Entries taken from a collection:
================

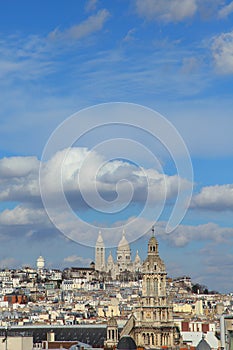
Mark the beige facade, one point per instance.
(151, 324)
(19, 343)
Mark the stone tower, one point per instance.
(123, 254)
(151, 324)
(100, 254)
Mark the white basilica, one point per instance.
(123, 262)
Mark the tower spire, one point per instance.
(153, 231)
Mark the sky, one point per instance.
(80, 84)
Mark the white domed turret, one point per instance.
(40, 263)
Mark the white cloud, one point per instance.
(77, 259)
(218, 197)
(226, 10)
(91, 5)
(89, 26)
(18, 166)
(22, 215)
(166, 10)
(222, 50)
(67, 167)
(8, 263)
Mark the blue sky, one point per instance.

================

◆ EXERCISE INSTRUCTIONS ◆
Please output all of the entries above exactly, but without any picture.

◆ ANSWER TO THIS EXERCISE ◆
Mark the beige facade, one point per instance.
(151, 324)
(19, 343)
Mark the stone tower, one point per instance.
(123, 254)
(151, 324)
(100, 254)
Mark the white basilica, one point per instance.
(123, 262)
Mark the tower spire, one point per instance.
(153, 231)
Mark the sky, one point per instance.
(80, 84)
Mark the white domed turret, one point per instance.
(40, 263)
Mark the white cloud, one point per instance.
(77, 259)
(218, 197)
(226, 10)
(91, 5)
(89, 26)
(18, 166)
(22, 215)
(166, 10)
(222, 50)
(67, 167)
(8, 263)
Mark the blue sky, one point per instance.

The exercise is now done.